- [Selected extract]:

————————

- Born: Mary Morris Howard 1937 (age 88–89) Los Angeles, California, U.S.
- Spouses: Hans Meyerhoff ​ ​(m. 1963; died 1965)​ Max Cresswell ​ ​(m. 1970; div. 1991)​
- Children: 2
- Relatives: Miriam Meyerhoff (daughter)
- Writing career
- Genre: Poetry

= Mary Cresswell =

New Zealand ecopoet

Mary Morris Cresswell (formerly Meyerhoff, née Howard; born 1937) is a poet and science writer living on the Kāpiti Coast, New Zealand.

==Early life==
Cresswell was born Mary Morris Howard in 1937 in Los Angeles, California. She grew up in Evanston, Illinois, and Los Angeles. She attended the University of California, Riverside and Stanford University, graduating from the latter with a degree in history and English literature. She was married first to the philosopher Hans Meyerhoff, who died in a car accident in 1965, and then married logician Max Cresswell in Los Angeles on 14 March 1970. She moved to New Zealand in 1970, and has lived in Wellington and Waikanae. Her daughter, Miriam Meyerhoff, is a sociolinguist.

==Career==
Cresswell worked for many years as a science editor, including ten years as editor of the Journal of the Royal Society of New Zealand, and later as an editor for scientists at the Department of Conservation. Her science background infuses her poetry, which is characterised by frequent references to the natural world, "mov[ing] between people, science and nature" and demonstrating "a strong sense of respect for natural settings and features". For the Royal Society, she compiled the proceedings of the 1981 earthquake conference held in Napier held to commemorate the 1931 Hawke's Bay earthquake: Large earthquakes in New Zealand : anticipation, precaution, reconstruction.

————————

- [Extracted records]:
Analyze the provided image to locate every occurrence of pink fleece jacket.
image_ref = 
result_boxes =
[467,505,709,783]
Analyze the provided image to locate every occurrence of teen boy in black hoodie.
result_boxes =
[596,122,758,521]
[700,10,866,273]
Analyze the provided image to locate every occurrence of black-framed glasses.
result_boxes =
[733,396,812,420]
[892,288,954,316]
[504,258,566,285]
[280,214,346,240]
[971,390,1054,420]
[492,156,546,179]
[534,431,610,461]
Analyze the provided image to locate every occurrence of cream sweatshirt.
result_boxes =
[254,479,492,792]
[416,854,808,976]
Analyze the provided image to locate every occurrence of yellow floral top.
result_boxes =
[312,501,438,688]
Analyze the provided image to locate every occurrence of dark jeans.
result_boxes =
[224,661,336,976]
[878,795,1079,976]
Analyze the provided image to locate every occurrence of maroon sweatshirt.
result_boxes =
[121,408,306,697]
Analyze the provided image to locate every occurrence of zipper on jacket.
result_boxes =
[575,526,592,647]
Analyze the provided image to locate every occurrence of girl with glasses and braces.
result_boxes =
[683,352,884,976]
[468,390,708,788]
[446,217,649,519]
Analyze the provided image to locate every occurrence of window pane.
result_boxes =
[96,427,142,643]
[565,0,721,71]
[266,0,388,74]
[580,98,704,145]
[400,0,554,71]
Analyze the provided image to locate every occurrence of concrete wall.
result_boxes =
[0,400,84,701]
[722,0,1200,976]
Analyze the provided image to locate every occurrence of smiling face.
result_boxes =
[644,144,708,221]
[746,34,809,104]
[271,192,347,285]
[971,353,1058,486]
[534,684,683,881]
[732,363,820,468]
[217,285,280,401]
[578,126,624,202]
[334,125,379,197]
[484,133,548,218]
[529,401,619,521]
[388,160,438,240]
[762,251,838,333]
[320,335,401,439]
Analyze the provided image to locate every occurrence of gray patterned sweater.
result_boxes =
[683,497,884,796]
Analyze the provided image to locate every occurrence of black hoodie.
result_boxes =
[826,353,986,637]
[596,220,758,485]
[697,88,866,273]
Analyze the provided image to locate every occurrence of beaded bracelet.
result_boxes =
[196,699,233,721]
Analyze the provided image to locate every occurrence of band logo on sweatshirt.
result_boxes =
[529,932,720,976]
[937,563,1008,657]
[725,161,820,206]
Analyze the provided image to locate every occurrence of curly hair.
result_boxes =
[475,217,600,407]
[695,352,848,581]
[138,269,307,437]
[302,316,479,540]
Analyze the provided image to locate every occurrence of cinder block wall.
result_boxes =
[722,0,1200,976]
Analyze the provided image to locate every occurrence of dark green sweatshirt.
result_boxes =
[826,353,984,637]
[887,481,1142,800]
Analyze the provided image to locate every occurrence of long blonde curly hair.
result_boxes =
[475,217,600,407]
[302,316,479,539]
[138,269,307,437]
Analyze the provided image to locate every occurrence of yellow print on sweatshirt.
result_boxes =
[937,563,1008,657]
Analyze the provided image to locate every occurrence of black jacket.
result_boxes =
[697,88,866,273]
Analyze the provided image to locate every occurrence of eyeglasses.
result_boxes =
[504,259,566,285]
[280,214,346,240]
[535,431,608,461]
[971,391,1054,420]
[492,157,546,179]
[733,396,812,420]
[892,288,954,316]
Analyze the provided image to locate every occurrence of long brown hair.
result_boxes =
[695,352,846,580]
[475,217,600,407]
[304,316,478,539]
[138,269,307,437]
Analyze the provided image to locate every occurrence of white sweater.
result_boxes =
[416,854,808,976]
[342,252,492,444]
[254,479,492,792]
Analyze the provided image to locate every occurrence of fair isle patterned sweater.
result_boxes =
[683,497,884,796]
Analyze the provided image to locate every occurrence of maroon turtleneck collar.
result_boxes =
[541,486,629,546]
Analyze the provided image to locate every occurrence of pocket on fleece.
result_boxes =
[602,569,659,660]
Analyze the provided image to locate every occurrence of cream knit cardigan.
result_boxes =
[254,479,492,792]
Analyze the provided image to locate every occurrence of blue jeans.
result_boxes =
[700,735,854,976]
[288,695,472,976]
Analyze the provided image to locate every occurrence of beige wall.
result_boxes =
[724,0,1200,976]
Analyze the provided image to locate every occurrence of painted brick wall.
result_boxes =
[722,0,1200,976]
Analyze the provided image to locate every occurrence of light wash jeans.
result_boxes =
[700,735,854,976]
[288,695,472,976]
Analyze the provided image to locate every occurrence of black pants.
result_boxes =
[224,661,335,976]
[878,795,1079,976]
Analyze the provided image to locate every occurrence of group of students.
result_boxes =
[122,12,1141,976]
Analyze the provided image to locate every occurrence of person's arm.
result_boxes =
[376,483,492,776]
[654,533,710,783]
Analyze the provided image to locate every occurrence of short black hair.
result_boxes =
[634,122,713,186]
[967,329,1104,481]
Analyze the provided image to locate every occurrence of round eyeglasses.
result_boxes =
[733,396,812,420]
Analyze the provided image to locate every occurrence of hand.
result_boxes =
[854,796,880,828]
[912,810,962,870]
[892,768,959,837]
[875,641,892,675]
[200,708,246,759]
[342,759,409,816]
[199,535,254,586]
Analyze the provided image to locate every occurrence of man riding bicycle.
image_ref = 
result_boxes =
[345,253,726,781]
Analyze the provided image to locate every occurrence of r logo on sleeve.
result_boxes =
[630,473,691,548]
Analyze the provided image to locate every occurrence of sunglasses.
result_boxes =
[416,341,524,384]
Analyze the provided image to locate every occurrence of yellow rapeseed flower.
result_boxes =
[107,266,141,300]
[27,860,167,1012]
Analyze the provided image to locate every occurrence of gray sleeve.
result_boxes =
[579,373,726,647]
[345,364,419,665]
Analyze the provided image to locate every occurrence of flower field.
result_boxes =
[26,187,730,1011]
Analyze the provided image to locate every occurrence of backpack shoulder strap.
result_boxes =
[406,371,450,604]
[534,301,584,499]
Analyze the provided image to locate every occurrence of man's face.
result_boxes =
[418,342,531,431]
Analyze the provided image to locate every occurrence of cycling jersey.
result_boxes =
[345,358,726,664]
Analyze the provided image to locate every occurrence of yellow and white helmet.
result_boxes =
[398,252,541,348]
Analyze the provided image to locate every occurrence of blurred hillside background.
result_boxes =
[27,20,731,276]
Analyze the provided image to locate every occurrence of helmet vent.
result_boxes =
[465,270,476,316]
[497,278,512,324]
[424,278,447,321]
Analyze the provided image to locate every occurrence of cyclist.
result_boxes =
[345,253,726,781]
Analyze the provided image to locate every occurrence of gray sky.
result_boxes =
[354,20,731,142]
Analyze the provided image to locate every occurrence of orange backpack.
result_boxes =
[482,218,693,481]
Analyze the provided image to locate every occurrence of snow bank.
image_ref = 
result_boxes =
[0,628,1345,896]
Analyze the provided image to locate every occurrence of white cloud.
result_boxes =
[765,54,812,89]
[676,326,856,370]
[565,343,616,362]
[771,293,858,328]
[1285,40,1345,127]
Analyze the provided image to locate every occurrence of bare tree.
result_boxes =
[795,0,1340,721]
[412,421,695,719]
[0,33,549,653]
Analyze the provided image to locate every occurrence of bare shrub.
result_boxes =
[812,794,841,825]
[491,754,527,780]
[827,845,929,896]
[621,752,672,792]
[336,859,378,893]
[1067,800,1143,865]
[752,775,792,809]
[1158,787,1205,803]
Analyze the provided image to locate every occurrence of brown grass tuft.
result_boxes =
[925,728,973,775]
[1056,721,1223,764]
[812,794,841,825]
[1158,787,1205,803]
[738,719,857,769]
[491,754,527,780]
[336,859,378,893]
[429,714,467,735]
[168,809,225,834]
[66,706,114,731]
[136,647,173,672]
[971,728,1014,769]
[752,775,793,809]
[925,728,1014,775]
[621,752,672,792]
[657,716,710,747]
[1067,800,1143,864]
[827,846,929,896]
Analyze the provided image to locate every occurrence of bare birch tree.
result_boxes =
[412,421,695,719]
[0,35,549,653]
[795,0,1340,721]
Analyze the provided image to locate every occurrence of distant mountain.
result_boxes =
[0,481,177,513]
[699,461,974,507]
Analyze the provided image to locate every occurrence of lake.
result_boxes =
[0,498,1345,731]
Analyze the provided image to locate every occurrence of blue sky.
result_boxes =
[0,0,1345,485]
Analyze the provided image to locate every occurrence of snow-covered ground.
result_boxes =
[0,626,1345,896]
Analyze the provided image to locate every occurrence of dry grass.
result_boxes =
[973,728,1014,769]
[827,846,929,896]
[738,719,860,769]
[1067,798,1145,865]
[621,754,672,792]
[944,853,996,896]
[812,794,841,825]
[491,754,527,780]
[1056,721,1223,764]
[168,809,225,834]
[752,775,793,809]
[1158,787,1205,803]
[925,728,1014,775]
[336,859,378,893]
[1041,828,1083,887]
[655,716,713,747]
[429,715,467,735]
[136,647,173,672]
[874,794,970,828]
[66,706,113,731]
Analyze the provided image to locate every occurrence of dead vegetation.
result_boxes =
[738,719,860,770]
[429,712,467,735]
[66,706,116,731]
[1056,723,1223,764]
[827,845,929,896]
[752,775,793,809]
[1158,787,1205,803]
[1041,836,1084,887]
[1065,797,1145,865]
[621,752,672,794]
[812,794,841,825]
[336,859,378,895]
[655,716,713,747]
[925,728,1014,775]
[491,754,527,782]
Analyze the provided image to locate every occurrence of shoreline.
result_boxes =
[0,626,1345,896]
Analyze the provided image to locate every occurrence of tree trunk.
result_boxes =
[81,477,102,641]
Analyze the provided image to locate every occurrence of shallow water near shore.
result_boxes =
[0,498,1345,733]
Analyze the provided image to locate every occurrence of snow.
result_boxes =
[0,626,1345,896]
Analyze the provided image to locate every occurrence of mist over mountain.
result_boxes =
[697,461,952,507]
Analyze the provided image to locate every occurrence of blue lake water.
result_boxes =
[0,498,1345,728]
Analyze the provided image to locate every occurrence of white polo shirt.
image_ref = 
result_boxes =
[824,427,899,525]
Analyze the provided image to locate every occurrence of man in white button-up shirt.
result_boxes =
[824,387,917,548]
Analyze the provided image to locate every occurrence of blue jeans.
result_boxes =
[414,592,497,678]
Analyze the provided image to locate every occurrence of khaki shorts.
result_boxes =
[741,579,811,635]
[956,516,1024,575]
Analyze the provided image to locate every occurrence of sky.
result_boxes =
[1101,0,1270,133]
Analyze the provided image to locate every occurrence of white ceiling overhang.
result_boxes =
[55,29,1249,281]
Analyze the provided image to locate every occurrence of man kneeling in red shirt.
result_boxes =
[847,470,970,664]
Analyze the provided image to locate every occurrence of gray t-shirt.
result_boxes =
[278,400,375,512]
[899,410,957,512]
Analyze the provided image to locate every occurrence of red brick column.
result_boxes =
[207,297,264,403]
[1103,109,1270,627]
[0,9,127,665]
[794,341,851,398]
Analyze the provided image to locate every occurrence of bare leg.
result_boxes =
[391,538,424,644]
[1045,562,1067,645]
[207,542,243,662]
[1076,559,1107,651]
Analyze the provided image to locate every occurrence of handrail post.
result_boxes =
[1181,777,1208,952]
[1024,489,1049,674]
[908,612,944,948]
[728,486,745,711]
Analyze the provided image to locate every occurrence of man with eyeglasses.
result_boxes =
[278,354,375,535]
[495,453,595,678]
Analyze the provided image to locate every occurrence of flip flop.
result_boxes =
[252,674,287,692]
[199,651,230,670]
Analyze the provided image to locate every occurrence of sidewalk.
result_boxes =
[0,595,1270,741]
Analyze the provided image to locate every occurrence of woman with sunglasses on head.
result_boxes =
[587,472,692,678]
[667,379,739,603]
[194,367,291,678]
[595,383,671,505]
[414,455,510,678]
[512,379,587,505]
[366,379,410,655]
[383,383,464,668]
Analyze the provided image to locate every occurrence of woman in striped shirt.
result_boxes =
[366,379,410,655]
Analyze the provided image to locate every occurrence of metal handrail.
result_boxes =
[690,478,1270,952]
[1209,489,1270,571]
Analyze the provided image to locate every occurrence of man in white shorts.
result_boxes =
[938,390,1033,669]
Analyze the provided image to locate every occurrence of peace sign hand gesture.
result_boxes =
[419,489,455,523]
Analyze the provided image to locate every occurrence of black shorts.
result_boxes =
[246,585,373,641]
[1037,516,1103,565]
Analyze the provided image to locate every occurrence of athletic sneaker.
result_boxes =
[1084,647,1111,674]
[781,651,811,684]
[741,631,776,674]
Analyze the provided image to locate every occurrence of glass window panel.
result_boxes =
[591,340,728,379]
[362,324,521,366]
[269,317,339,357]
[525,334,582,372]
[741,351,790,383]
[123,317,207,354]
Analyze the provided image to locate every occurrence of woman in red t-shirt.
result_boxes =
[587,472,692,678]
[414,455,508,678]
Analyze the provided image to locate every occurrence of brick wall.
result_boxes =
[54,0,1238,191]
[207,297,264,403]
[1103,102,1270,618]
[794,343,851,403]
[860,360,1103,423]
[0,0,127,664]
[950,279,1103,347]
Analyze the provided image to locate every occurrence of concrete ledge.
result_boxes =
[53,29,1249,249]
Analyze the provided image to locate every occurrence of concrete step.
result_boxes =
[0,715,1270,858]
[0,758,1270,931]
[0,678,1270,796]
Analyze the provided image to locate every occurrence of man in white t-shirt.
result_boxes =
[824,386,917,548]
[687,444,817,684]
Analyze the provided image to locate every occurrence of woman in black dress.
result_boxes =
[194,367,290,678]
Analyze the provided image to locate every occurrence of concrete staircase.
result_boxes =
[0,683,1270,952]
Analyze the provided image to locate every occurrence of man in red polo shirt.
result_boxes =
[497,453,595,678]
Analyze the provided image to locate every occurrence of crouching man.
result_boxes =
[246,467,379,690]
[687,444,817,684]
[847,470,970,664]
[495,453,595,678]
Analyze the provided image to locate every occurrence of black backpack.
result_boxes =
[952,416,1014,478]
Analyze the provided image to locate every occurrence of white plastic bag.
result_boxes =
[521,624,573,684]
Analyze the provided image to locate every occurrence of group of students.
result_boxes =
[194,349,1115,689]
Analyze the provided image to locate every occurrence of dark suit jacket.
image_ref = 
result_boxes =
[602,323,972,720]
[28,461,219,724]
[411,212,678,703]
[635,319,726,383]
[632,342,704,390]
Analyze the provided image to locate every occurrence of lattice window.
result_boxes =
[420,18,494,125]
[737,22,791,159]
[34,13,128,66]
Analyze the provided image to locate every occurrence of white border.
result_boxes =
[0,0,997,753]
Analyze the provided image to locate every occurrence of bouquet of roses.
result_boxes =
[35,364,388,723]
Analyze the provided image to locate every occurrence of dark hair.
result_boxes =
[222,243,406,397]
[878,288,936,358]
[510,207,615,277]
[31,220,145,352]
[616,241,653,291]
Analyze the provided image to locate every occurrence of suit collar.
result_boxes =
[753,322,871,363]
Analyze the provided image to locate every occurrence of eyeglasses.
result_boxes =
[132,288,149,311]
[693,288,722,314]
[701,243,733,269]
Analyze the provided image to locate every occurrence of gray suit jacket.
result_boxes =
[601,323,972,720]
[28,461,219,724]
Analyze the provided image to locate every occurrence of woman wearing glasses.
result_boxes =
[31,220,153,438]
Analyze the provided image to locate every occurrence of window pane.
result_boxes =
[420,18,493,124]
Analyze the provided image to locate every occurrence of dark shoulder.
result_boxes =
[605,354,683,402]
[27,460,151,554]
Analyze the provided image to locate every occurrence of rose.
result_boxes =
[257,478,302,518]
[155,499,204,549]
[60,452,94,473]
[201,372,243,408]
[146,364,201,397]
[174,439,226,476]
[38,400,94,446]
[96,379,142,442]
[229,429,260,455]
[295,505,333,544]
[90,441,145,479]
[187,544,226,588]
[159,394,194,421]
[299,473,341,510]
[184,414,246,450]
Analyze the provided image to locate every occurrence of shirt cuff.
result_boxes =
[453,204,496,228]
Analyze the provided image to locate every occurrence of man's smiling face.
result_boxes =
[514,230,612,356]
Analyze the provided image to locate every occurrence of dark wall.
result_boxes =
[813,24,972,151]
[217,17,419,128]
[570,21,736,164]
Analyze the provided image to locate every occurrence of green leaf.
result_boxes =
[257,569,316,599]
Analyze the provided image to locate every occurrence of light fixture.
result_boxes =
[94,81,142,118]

————————

- [Written tasks]:
1. In the biography of Mary Cresswell, for how many years did she serve as editor of the Journal of the Royal Society of New Zealand?
2. Render into French the following sentence from the biography of Mary Cresswell: "She moved to New Zealand in 1970, and has lived in Wellington and Waikanae."

- [Task-by-task answers]:
1. Ten years.

2. Elle s'est installée en Nouvelle-Zélande en 1970 et a vécu à Wellington et à Waikanae.